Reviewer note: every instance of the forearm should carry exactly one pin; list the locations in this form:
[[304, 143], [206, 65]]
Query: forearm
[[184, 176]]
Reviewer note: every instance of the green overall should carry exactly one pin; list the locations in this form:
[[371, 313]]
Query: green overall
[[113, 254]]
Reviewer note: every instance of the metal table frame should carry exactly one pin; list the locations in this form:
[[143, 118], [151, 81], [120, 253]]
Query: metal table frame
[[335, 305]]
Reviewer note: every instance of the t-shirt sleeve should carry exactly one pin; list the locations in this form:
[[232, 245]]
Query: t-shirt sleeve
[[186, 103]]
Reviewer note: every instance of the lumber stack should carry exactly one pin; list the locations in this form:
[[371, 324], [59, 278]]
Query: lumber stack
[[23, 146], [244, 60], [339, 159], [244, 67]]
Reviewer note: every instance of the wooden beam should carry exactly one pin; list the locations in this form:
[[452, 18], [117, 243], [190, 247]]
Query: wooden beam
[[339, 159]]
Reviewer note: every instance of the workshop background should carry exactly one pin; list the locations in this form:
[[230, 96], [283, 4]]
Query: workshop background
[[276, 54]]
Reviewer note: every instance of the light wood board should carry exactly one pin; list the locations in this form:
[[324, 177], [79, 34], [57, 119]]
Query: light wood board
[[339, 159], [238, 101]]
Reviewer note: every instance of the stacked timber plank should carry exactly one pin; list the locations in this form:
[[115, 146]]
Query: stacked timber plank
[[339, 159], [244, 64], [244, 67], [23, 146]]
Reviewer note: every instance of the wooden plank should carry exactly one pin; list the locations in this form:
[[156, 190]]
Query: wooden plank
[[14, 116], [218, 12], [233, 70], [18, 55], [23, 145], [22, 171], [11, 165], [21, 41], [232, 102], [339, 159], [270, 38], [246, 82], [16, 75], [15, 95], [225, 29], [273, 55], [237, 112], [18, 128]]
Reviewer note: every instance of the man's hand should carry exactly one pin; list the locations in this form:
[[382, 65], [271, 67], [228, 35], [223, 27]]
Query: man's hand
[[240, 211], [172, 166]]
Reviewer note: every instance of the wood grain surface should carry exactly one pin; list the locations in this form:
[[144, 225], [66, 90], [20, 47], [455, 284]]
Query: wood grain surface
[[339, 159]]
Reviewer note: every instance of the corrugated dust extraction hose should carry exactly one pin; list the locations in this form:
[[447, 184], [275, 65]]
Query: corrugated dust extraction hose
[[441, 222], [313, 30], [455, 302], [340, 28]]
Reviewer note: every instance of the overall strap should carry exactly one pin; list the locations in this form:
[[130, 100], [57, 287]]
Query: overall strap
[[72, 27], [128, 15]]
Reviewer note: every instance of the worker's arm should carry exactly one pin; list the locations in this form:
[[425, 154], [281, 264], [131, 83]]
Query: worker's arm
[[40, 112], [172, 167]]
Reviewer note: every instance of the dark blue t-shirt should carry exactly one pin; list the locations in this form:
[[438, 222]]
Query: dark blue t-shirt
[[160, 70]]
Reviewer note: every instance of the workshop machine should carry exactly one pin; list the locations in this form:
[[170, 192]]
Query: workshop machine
################
__REQUIREMENT__:
Every line in the data that holds "machine" should be copied out.

__RESPONSE TO THIS EXERCISE__:
Reviewer note: every instance of the workshop machine should carry exactly one pin; list the locations in this form:
Query: workshop machine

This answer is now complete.